▶ _The task_: Please continue the news report on Mexico's work toward its own COVID-19 vaccine, starting after its last sentence.

▶ _Extracted text_:
By Anthony Esposito and Adriana Barrera
MEXICO CITY (Reuters) – Mexico is working to produce its own COVID-19 vaccines and could have one ready by next spring, according to a researcher coordinating local efforts amid a global race to tame a disease that has infected over 26.75 million people worldwide.
Esther Orozco, coordinator of the scientific group that represents Mexico at the Coalition for Epidemic Preparedness Innovations, said research based on a virus that transmits the avian Newcastle disease is the most viable candidate to produce the first vaccine in Mexico.
Orozco said the vaccine, developed by the private firm Laboratorio Avimex with researchers from Mexico’s main public university, UNAM, and the Mexican Social Security Institute, is ready to start the first phase of testing with humans.
“They are advanced,” Orozco told Reuters in an interview. “I think it’s going to be ready by spring or the start of summer.”
She said the Avimex vaccine trials will begin with “dozens of humans.” A second stage will see “hundreds of patients” before thousands of volunteers take part in final Phase 3 studies.
Avimex, normally dedicated to the manufacture of vaccines and pharmaceutical products for animals, did not respond to a request for comment.
Mexico has launched a global effort to build diplomatic and commercial alliances to ensure it receives the approximately 200 million vaccine doses it estimates it will need for a disease that has infected more than 623,000 people and killed at least 66,851 in Latin America’s second-largest economy.

▶ _Study material_:

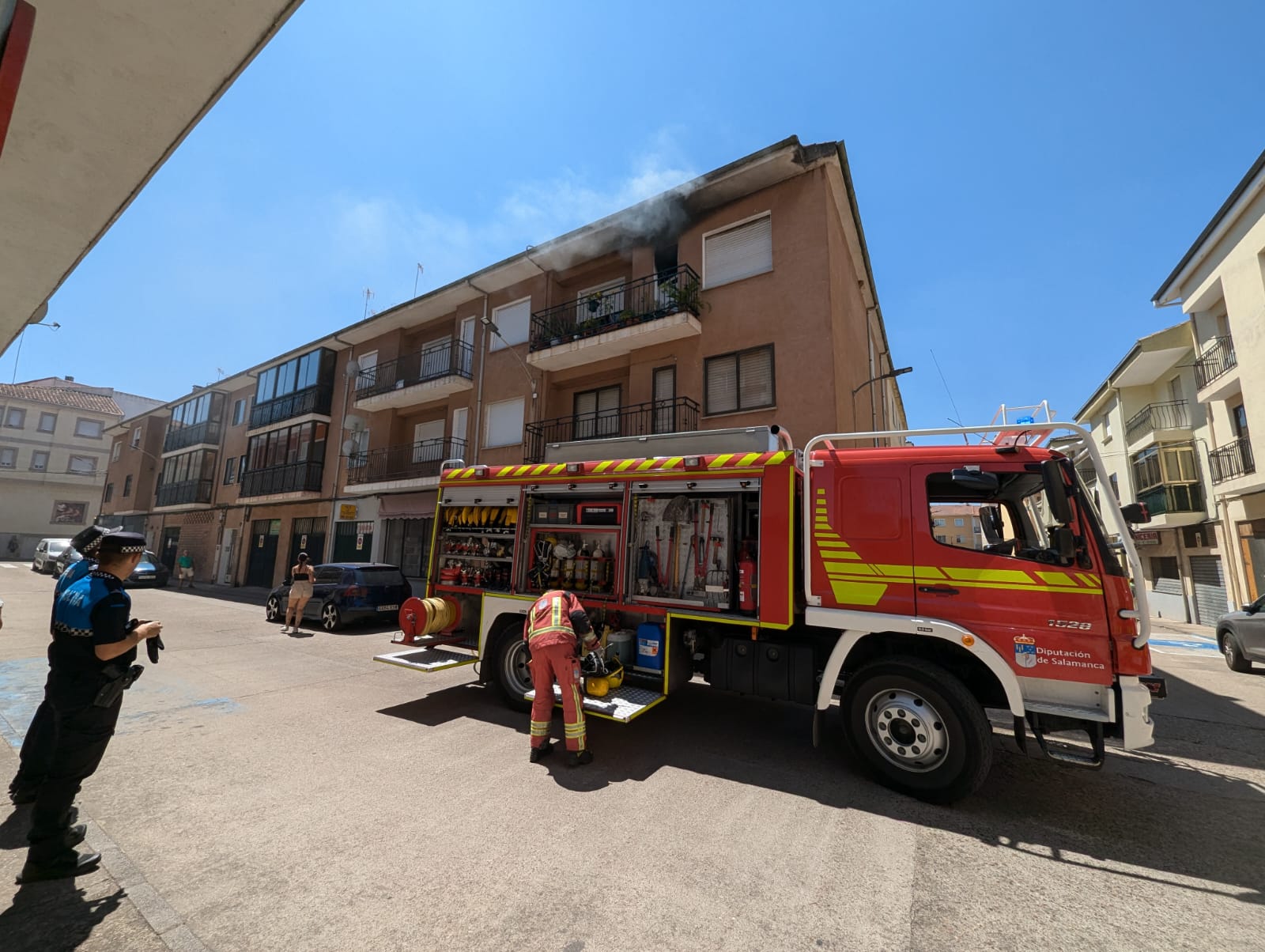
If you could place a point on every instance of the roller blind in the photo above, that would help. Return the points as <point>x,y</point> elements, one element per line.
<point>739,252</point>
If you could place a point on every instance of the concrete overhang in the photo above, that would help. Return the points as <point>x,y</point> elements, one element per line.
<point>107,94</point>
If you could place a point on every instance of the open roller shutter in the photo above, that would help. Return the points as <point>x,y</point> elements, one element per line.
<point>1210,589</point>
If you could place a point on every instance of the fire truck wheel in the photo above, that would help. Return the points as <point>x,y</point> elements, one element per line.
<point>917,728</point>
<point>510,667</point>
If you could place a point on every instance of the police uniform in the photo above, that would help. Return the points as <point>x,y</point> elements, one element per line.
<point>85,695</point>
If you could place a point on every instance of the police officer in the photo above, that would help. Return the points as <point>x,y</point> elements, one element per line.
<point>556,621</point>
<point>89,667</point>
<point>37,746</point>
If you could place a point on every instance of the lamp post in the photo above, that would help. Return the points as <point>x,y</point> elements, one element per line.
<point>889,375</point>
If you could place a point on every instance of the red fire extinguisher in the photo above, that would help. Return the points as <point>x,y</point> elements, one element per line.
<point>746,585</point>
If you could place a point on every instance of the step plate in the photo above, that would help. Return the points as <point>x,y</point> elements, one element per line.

▶ _Reply_:
Mexico will take part in clinical trials of Italian and Russian vaccines, and has also struck a deal to produce pharmaceutical firm AstraZeneca Plc’s vaccine.
In addition, it is looking to participate in phase 3 trials with French drugmaker Sanofi, Johnson & Johnson’s Janssen unit and Chinese companies CanSino Biologics Inc and Walvax Biotechnology Co Ltd, all of which have agreed to guarantee access to their vaccines if successful.
Orozco said the Mexican vaccine will arrive “later” than leading foreign candidates. But she noted that 7.5 billion people on the planet will need to be inoculated, and the number of vaccines may be double that figure if two doses are needed.
“The world is going to need much more than one vaccine,” she said. “Our hope is that Mexico is a part of this even if we’re not the first to cross the finish line.”